TASKS ▸
1. In the abstract on psychache and resilience among Holocaust survivors, transcribe the passage that begins at the words "Psychache can and" and stops after the words "amongst aging HS.".
2. What did the present study in the abstract on psychache and resilience among Holocaust survivors aim to investigate?

EXCERPT TO READ ▸

◆ ◆ ◆ ◆

Published online by Cambridge University Press:  13 February 2014

Irit Ohana
Sackler School of Medicine, Tel-Aviv University, Ramat Aviv, Tel Aviv, Israel
Hava Golander
Sackler School of Medicine, Tel-Aviv University, Ramat Aviv, Tel Aviv, Israel
Yoram Barak*
Sackler School of Medicine, Tel-Aviv University, Ramat Aviv, Tel Aviv, Israel
Correspondence should be addressed to: Prof. Yoram Barak, Director-Psychogeriatrics, Abarbanel Mental Health Center, 15 KKL Street, Bat-Yam 59100, Israel. Phone/Fax: +972-3-5552738. Email:



Psychache can and does co-exist alongside resilience and coping amongst trauma survivors. This has been the center of the a-integrative theory of aging demonstrating an attitude to life based on cognitive and emotional dimensions. Aging of Holocaust survivors (HS) is especially difficult when focus is brought to the issue of integrating their life history. The present study aimed to investigate the interplay between psychache and resilience amongst aging HS.

◆ ◆ ◆ ◆

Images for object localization
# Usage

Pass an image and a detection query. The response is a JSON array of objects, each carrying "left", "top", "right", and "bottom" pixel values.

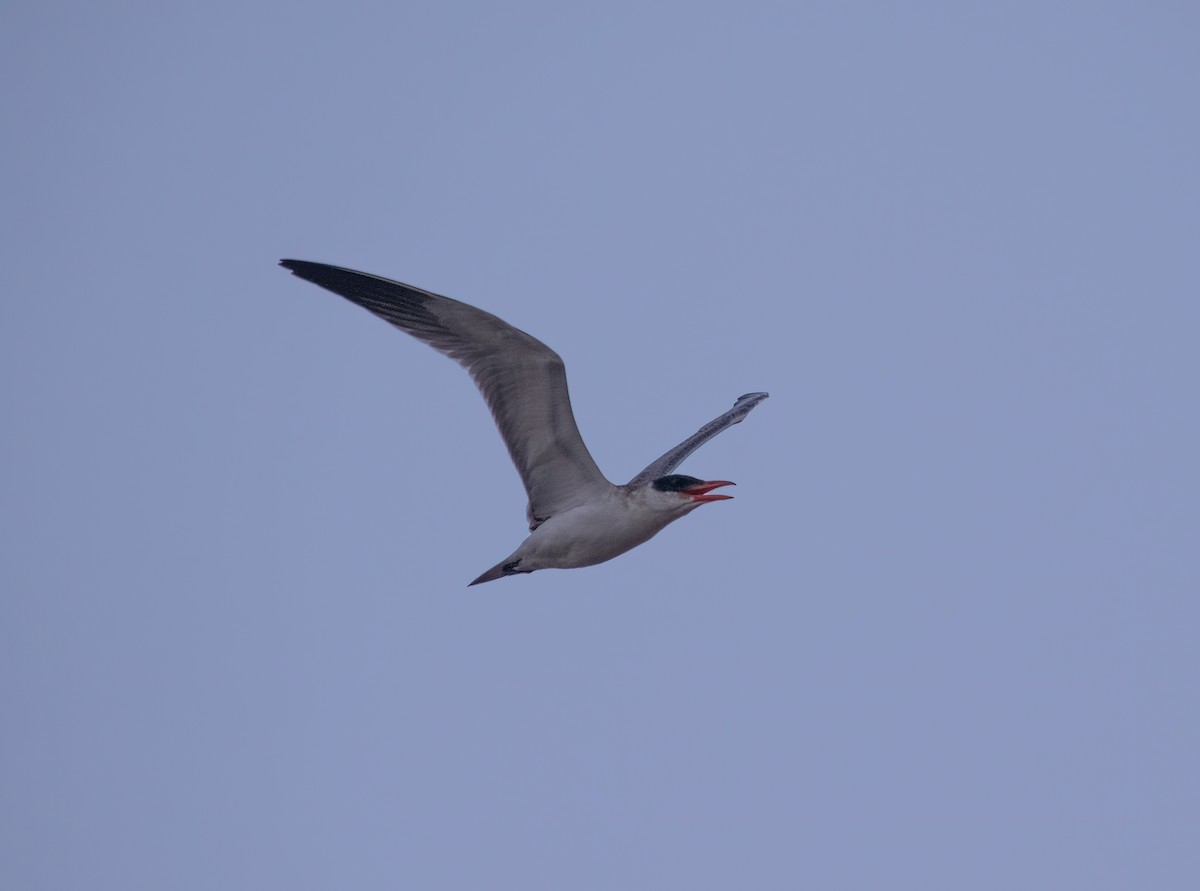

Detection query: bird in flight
[{"left": 280, "top": 259, "right": 767, "bottom": 585}]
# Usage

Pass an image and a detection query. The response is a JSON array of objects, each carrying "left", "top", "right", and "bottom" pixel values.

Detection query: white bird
[{"left": 280, "top": 259, "right": 767, "bottom": 585}]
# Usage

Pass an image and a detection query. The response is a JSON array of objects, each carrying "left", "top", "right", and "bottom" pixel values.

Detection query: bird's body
[{"left": 281, "top": 259, "right": 767, "bottom": 585}]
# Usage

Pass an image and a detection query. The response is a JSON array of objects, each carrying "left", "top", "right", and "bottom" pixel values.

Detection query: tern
[{"left": 280, "top": 259, "right": 767, "bottom": 587}]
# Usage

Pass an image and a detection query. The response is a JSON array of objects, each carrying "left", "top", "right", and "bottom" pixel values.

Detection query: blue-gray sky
[{"left": 0, "top": 1, "right": 1200, "bottom": 891}]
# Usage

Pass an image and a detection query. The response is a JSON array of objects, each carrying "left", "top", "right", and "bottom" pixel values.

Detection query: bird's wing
[
  {"left": 625, "top": 393, "right": 767, "bottom": 488},
  {"left": 280, "top": 259, "right": 612, "bottom": 528}
]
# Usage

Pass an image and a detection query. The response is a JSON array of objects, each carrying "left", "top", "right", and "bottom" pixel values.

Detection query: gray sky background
[{"left": 0, "top": 1, "right": 1200, "bottom": 891}]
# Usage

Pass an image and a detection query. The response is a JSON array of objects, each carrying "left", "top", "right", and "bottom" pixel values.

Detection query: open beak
[{"left": 679, "top": 479, "right": 737, "bottom": 504}]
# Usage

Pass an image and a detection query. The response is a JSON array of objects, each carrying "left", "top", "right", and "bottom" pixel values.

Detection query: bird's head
[{"left": 650, "top": 473, "right": 736, "bottom": 512}]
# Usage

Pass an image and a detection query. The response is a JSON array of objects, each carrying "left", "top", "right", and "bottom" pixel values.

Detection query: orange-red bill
[{"left": 679, "top": 479, "right": 737, "bottom": 502}]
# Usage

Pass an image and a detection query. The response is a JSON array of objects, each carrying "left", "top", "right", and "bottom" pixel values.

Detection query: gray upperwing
[
  {"left": 280, "top": 259, "right": 612, "bottom": 528},
  {"left": 625, "top": 393, "right": 768, "bottom": 486}
]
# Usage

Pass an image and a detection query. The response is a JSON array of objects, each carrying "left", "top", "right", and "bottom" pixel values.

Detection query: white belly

◆ ◆ ◆ ◆

ANSWERS GIVEN ▸
1.
Psychache can and does co-exist alongside resilience and coping amongst trauma survivors. This has been the center of the a-integrative theory of aging demonstrating an attitude to life based on cognitive and emotional dimensions. Aging of Holocaust survivors (HS) is especially difficult when focus is brought to the issue of integrating their life history. The present study aimed to investigate the interplay between psychache and resilience amongst aging HS.

2. The interplay between psychache and resilience among aging Holocaust survivors.